▶ _Consigne a_: Dans le commentaire sur les gilets jaunes, recopiez s'il vous plaît le passage qui commence aux mots « En France, personne » et s'arrête après « qui nous dépasse. », en y remplaçant « historiens » par « chroniqueurs ».

____ Extrait fourni

Commentaire publié dans GHI - Mercredi 05.12.18

 

En France, personne n’a vu venir le phénomène des gilets jaunes. Ni Macron, ni son Premier ministre, ni vous, ni moi. L’irruption, sur les routes du pays, dans les rues des villes, et jusqu’aux Champs-Elysées, de ces manants et croquants surgis des profondeurs, constitue un événement que les historiens retiendront comme quelque chose de nouveau. On a beau agiter les références du passé, l’Histoire de France n’en manque pas, on a beau évoquer les jacqueries médiévales, les foules révolutionnaires de 1789, celles de 1830, la Liberté guidant le Peuple, rien n’y fait : on ne parvient pas à circonscrire intellectuellement un soulèvement populaire qui nous dépasse.

 

Il faudra bien pourtant le comprendre. Et lui donner une réponse politique. Partie de la hausse du prix de l’essence, engendrant une colère légitime dans les périphéries sous-équipées en transports publics, la grande colère de l’automne 2018 s’est vite transformée en vague de haine contre Macron. C’est lui, maintenant, dont les foules veulent la tête. Les plus modérées exigent une dissolution de l’Assemblée nationale, les autres réclament le départ du Président. Face à cette vague, il est très clair qu’une intervention du chef de l’Etat au journal de 20h ne suffira pas. Nous n’en sommes plus là : le peuple veut du concret, sonnant et trébuchant, sans tarder.

________
____ Enregistrements

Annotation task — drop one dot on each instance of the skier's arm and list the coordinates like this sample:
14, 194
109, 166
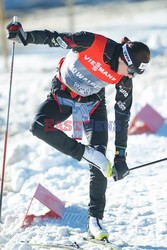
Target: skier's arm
78, 41
122, 116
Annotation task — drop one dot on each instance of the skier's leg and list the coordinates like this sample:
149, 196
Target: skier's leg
48, 115
97, 135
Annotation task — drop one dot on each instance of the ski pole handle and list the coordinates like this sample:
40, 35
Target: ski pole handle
15, 19
20, 31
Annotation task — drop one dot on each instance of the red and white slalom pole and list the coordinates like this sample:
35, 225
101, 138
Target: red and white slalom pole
7, 124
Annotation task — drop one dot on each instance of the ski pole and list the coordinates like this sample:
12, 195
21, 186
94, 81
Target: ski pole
7, 125
149, 163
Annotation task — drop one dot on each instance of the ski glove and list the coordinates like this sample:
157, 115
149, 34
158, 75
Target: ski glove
120, 168
16, 33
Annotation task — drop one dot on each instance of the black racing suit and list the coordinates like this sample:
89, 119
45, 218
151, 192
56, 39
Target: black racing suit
50, 109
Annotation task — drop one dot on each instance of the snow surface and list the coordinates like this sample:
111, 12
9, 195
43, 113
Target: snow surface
136, 209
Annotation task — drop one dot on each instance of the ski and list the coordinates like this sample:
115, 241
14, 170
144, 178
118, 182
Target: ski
104, 243
72, 246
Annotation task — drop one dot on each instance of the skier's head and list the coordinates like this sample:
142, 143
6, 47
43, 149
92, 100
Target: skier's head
136, 56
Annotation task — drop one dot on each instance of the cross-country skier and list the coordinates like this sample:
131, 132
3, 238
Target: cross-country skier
78, 88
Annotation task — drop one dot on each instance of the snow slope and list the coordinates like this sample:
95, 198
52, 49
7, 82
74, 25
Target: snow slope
136, 214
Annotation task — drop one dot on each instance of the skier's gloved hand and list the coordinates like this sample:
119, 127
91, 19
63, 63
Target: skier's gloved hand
16, 32
120, 168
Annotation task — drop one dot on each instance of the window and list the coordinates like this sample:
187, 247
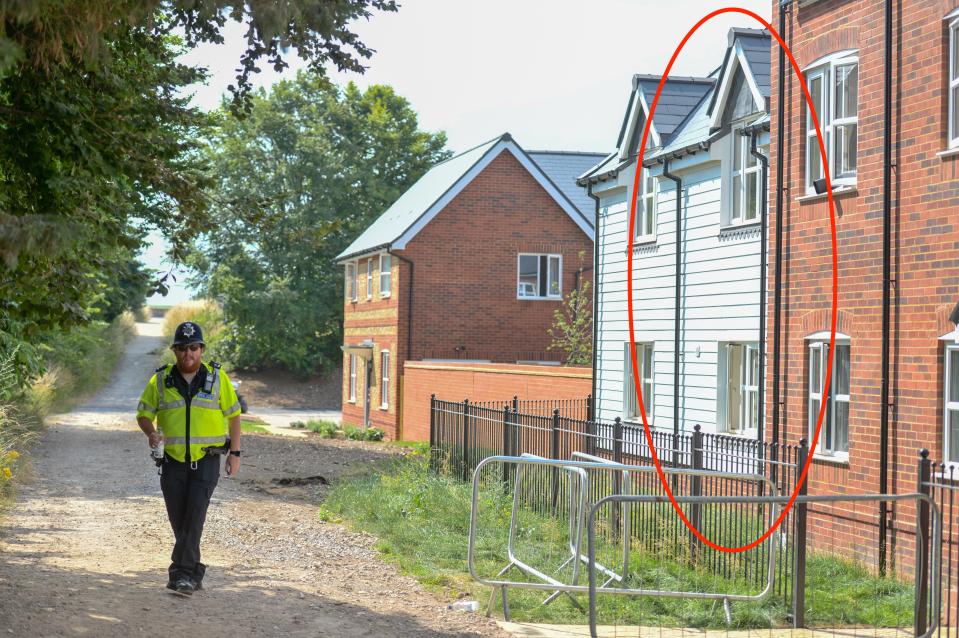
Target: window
386, 275
369, 278
351, 283
646, 208
954, 84
834, 89
746, 188
950, 410
353, 378
539, 277
385, 374
741, 379
644, 360
834, 439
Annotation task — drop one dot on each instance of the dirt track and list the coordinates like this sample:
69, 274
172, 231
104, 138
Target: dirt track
85, 550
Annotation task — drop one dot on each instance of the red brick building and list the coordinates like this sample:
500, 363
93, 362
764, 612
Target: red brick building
841, 46
468, 265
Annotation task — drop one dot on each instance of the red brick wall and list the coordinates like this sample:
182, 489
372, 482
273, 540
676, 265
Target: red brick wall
466, 269
925, 244
464, 286
483, 382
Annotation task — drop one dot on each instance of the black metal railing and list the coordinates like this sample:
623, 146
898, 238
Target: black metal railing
463, 433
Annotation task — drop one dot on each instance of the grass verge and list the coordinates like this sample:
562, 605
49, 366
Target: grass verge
422, 523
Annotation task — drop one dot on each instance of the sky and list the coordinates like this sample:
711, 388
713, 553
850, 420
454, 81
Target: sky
556, 74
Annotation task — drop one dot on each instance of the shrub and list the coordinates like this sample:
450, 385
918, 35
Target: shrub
326, 429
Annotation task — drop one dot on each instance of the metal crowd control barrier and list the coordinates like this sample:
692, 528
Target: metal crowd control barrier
775, 502
553, 585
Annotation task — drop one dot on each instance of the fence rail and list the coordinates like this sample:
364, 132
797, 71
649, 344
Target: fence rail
463, 434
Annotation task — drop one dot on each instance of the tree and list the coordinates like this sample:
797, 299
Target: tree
304, 173
98, 146
572, 329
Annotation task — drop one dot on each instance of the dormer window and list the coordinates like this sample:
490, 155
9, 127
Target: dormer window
833, 85
646, 208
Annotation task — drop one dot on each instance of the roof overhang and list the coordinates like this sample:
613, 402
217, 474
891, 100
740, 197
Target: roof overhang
736, 60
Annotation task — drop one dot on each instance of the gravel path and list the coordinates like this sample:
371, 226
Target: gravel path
85, 550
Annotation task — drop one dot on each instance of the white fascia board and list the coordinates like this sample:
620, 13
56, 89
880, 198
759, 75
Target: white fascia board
476, 169
638, 104
736, 61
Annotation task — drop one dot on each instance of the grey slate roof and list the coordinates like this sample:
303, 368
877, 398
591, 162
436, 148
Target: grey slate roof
416, 200
563, 168
678, 99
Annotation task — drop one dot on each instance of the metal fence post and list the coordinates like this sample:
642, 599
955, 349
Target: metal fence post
466, 437
696, 489
799, 543
433, 433
924, 476
554, 454
617, 476
507, 445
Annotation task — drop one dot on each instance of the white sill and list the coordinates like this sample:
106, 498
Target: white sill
833, 459
838, 191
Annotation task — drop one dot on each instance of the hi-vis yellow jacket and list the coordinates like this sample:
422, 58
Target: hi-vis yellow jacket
190, 431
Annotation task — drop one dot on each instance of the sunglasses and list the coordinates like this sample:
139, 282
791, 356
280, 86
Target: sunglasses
193, 347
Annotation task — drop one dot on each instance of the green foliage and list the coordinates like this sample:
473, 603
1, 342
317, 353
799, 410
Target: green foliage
98, 143
49, 33
572, 329
326, 429
308, 169
422, 522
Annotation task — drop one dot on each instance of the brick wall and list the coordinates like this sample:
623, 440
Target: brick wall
465, 303
483, 382
925, 245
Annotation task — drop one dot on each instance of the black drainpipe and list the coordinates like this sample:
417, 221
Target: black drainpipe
764, 177
589, 191
409, 307
777, 292
886, 292
679, 264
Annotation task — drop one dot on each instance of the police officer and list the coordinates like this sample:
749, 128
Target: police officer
191, 402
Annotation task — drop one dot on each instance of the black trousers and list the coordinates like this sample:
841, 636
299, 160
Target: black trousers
187, 495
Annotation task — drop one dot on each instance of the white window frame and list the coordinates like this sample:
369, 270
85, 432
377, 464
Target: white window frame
645, 359
646, 207
742, 170
369, 278
386, 275
550, 257
352, 371
385, 379
826, 447
748, 389
953, 78
948, 405
352, 282
825, 70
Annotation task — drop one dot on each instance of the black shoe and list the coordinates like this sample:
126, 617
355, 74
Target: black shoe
185, 587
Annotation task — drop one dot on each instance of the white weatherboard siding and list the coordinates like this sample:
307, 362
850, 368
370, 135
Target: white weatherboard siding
719, 296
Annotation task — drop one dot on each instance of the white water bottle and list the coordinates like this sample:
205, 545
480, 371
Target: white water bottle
156, 451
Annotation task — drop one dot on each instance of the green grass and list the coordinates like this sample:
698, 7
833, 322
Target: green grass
422, 523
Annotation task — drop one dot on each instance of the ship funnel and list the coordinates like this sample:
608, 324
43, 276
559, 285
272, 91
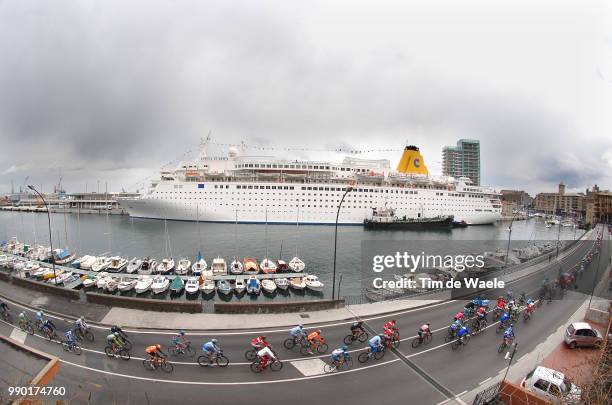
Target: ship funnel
412, 162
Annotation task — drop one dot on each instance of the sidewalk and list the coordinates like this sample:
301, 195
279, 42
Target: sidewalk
552, 353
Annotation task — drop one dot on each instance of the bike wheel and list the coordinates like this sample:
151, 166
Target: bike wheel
305, 350
290, 343
276, 366
189, 352
250, 355
255, 367
222, 361
167, 367
124, 354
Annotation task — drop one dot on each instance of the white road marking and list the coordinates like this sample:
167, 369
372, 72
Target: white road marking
482, 382
309, 367
18, 335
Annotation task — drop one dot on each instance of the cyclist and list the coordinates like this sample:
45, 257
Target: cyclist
259, 342
265, 356
81, 325
357, 328
423, 331
211, 348
314, 339
376, 344
48, 325
155, 353
341, 351
3, 307
114, 341
462, 332
509, 334
392, 327
179, 341
297, 333
70, 339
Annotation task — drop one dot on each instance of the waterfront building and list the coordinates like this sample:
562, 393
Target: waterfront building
561, 203
462, 160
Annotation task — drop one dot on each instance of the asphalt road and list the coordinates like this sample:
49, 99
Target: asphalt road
398, 376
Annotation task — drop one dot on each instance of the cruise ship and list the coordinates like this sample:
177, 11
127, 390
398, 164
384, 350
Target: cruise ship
260, 189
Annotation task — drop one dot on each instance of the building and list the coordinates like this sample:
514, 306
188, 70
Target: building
514, 200
462, 160
561, 203
598, 206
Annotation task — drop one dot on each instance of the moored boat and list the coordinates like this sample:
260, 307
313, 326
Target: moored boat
250, 266
160, 284
313, 283
177, 285
296, 264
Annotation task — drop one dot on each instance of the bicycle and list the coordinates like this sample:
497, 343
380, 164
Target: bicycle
182, 348
507, 342
257, 366
292, 342
424, 339
367, 355
321, 347
158, 362
362, 336
81, 335
460, 342
345, 363
218, 358
71, 347
114, 351
26, 326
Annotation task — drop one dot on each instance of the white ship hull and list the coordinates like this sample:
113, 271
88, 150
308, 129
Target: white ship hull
208, 204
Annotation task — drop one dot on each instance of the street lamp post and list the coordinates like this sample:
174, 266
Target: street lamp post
348, 190
49, 219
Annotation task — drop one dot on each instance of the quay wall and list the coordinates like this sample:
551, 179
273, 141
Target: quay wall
46, 288
146, 304
276, 307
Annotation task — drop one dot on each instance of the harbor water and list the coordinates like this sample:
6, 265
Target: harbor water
130, 237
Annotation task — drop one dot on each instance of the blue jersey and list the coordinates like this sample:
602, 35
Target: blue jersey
210, 347
375, 341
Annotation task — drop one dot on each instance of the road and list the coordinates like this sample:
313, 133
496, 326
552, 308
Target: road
427, 375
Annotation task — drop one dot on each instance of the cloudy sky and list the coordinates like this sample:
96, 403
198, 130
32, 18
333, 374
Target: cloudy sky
110, 91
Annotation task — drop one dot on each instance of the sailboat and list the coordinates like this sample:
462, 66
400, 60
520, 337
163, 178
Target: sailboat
296, 264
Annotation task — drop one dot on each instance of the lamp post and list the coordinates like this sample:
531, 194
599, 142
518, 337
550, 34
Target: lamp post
348, 189
49, 219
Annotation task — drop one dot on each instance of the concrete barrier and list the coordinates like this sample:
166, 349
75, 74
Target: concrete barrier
145, 304
276, 307
46, 288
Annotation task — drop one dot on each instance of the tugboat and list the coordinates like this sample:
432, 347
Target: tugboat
385, 218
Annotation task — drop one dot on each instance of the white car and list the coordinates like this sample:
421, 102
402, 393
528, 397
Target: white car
552, 385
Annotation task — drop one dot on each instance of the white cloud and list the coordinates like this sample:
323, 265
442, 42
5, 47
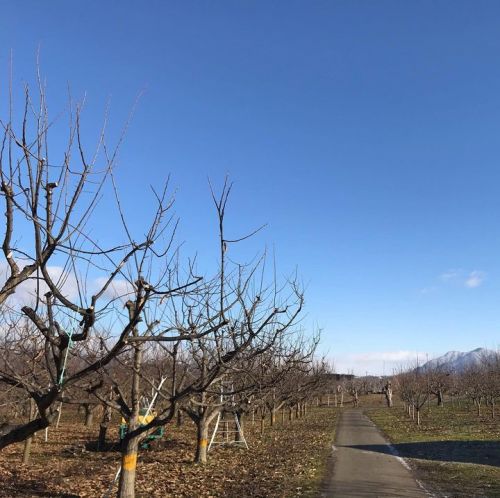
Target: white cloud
378, 362
475, 279
451, 275
462, 278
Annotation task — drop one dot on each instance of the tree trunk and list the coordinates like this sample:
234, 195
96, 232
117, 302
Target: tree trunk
126, 486
103, 428
28, 442
179, 418
201, 441
89, 414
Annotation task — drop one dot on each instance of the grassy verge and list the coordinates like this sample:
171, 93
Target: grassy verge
455, 452
288, 461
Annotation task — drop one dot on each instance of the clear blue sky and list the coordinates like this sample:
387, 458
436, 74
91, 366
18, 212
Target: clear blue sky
367, 134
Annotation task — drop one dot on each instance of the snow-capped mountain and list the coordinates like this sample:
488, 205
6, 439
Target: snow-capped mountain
456, 361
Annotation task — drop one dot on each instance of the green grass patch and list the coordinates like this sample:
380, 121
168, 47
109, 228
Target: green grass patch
453, 451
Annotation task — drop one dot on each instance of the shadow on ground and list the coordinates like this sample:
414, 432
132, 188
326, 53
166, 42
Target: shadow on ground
478, 452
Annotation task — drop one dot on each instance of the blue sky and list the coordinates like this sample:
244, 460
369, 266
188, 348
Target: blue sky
366, 134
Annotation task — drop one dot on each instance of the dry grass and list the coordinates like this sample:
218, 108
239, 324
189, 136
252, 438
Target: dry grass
455, 452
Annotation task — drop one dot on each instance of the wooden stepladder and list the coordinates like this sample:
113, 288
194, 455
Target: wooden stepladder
227, 430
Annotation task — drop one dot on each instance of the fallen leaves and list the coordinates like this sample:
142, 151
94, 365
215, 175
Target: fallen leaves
285, 462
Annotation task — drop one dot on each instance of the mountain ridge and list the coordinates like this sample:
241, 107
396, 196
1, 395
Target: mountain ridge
458, 361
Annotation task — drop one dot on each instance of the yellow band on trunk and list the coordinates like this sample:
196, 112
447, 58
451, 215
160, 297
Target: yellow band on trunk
130, 461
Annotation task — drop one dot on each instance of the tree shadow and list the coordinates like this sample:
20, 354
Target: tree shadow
478, 452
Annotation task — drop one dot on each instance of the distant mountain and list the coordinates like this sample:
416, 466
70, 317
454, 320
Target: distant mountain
456, 361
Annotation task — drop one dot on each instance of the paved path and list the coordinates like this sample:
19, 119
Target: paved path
363, 463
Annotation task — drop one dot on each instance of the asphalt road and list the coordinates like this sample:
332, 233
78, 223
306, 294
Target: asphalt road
363, 463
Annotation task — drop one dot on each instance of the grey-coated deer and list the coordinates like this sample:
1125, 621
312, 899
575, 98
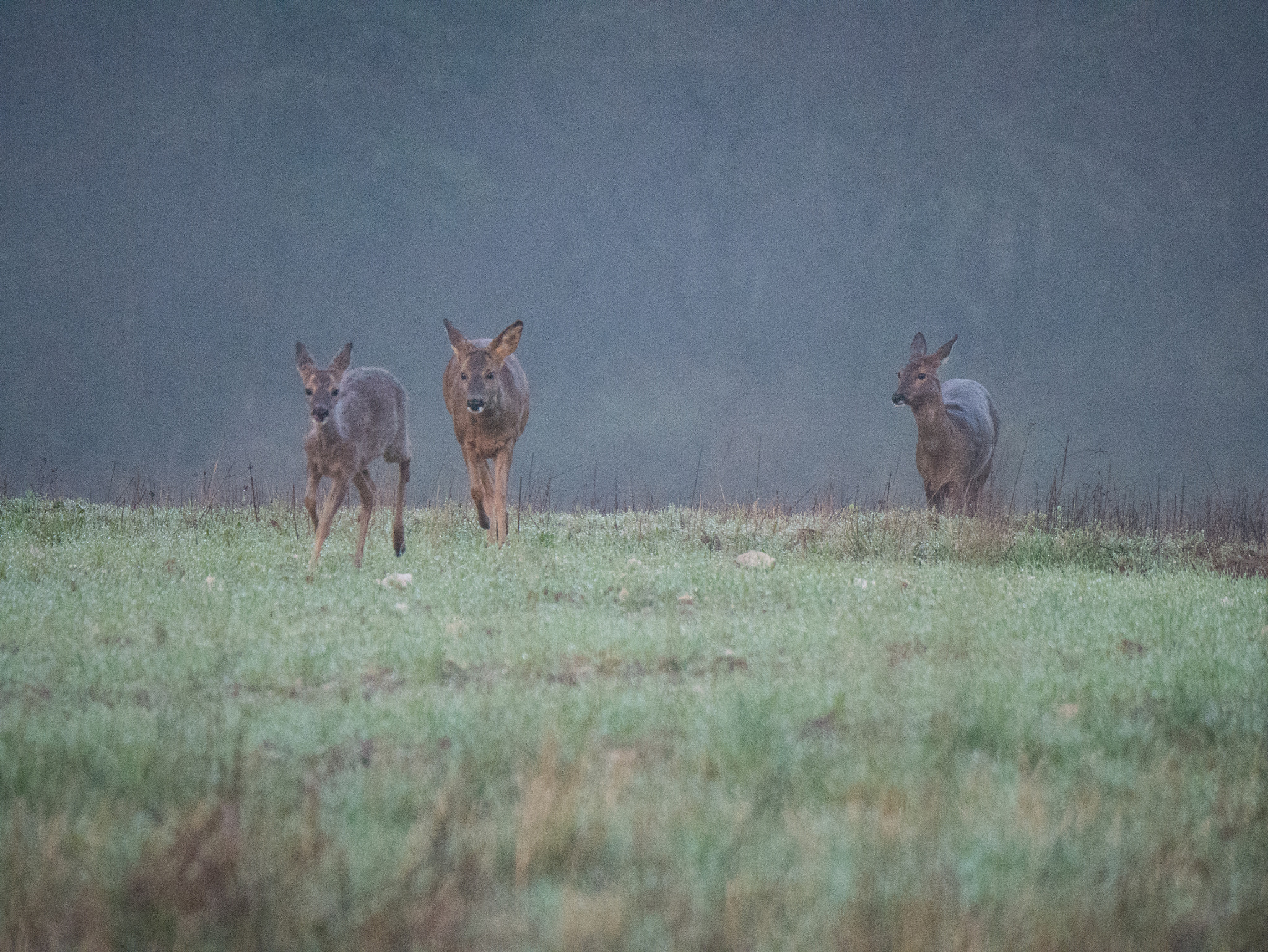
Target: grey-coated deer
357, 416
957, 429
487, 394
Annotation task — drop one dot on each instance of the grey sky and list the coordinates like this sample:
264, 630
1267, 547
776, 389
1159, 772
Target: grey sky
719, 223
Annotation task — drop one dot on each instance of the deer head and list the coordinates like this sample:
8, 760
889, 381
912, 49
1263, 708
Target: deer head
479, 366
918, 382
321, 387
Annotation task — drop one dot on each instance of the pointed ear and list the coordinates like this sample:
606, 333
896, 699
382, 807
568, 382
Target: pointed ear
303, 359
505, 344
945, 350
341, 360
462, 347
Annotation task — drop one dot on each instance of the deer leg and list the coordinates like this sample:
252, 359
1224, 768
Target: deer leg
399, 516
365, 487
479, 477
328, 516
501, 474
937, 498
973, 493
490, 504
311, 493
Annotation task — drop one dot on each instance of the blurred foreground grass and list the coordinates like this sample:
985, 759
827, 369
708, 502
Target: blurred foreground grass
910, 733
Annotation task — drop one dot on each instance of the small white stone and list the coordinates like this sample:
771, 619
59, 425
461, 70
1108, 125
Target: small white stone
755, 560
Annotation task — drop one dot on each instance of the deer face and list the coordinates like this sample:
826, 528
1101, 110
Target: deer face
321, 387
479, 368
918, 382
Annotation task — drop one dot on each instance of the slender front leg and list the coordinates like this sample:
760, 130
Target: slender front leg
367, 488
328, 516
501, 474
399, 517
479, 474
311, 492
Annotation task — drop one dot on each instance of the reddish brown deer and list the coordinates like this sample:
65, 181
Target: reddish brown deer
357, 416
487, 393
957, 429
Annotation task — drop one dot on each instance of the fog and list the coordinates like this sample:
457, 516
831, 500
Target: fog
721, 223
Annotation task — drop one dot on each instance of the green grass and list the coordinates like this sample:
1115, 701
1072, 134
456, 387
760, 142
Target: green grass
908, 733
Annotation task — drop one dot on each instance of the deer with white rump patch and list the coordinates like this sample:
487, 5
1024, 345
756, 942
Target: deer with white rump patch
487, 394
957, 429
357, 416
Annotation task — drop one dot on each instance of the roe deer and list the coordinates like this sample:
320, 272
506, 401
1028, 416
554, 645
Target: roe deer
957, 429
357, 417
487, 393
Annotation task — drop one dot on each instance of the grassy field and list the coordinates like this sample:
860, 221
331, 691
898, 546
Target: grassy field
910, 733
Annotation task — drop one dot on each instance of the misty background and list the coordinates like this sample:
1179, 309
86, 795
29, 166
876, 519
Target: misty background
722, 225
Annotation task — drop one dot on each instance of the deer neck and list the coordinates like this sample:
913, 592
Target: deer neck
328, 435
932, 426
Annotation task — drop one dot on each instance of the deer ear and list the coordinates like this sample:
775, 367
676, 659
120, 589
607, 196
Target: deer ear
462, 347
505, 344
945, 350
303, 359
341, 360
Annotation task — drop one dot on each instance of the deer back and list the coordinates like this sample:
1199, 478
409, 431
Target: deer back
974, 422
369, 418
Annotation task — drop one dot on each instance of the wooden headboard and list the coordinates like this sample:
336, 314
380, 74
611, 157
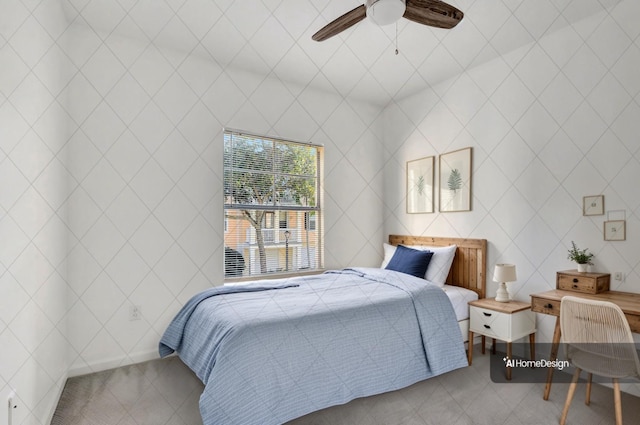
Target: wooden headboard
469, 265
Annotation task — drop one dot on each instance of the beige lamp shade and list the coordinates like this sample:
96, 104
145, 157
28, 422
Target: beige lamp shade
504, 273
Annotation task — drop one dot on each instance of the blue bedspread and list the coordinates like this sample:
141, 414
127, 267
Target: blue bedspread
271, 352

________

▶ _Consigne b_: Combien de lignes des enregistrements contiennent la chaîne « road » ? Répondez uniquement par le nombre.

▶ _Résultat final a_:
En France, personne n’a vu venir le phénomène des gilets jaunes. Ni Macron, ni son Premier ministre, ni vous, ni moi. L’irruption, sur les routes du pays, dans les rues des villes, et jusqu’aux Champs-Elysées, de ces manants et croquants surgis des profondeurs, constitue un événement que les chroniqueurs retiendront comme quelque chose de nouveau. On a beau agiter les références du passé, l’Histoire de France n’en manque pas, on a beau évoquer les jacqueries médiévales, les foules révolutionnaires de 1789, celles de 1830, la Liberté guidant le Peuple, rien n’y fait : on ne parvient pas à circonscrire intellectuellement un soulèvement populaire qui nous dépasse.

▶ _Résultat final b_: 8